» Stated exercise: List every line in the entries below that contains the string "target". Case counts.

» Input data:
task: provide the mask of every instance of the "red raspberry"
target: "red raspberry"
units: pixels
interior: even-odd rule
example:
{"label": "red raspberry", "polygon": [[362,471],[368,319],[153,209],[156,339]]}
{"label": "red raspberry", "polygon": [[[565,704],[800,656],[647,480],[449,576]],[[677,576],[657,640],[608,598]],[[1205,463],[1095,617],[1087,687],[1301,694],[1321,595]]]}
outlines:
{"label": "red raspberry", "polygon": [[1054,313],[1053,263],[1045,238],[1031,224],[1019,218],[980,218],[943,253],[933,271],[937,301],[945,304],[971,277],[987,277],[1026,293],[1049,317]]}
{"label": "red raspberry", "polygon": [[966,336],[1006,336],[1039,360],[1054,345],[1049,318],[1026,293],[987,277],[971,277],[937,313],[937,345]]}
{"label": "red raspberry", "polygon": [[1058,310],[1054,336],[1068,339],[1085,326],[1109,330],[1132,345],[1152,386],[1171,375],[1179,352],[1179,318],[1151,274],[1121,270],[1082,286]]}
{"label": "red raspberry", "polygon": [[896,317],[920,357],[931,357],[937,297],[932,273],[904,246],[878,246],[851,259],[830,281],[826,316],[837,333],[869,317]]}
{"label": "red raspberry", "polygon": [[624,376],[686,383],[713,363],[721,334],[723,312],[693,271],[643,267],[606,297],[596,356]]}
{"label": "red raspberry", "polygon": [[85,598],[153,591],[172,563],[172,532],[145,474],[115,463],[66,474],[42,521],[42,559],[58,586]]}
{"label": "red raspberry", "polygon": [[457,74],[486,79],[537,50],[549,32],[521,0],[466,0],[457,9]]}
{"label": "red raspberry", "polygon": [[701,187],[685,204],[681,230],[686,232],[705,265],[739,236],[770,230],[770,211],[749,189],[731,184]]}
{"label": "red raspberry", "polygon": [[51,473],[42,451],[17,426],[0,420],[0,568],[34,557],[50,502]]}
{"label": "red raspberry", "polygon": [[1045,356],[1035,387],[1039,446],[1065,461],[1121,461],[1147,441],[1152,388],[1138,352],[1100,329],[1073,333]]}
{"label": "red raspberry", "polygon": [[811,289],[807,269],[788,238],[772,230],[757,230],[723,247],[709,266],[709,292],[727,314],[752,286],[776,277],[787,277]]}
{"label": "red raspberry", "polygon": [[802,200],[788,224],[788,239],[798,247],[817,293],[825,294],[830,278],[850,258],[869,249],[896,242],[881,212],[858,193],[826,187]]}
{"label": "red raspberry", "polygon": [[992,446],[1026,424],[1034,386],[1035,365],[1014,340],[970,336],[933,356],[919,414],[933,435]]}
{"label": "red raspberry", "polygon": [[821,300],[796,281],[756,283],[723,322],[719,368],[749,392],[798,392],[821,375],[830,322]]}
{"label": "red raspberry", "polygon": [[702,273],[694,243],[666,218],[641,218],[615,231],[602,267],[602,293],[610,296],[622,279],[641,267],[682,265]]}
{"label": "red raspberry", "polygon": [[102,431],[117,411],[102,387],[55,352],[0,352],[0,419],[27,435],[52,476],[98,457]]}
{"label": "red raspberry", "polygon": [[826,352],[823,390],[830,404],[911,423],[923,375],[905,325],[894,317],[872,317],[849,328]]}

---

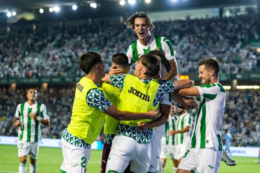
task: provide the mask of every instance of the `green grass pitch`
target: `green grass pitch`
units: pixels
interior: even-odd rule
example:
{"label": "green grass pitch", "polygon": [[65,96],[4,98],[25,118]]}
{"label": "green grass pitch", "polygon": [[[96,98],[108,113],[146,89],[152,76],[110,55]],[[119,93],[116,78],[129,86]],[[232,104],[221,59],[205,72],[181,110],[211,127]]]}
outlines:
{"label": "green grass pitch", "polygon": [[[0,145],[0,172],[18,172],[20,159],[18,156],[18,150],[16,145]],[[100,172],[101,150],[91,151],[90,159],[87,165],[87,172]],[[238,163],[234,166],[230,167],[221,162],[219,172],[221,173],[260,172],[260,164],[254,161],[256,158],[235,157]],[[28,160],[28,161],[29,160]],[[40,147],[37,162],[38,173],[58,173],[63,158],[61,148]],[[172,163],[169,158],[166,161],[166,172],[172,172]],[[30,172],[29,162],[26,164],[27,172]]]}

» Exercise result:
target: "red raspberry"
target: `green grass pitch`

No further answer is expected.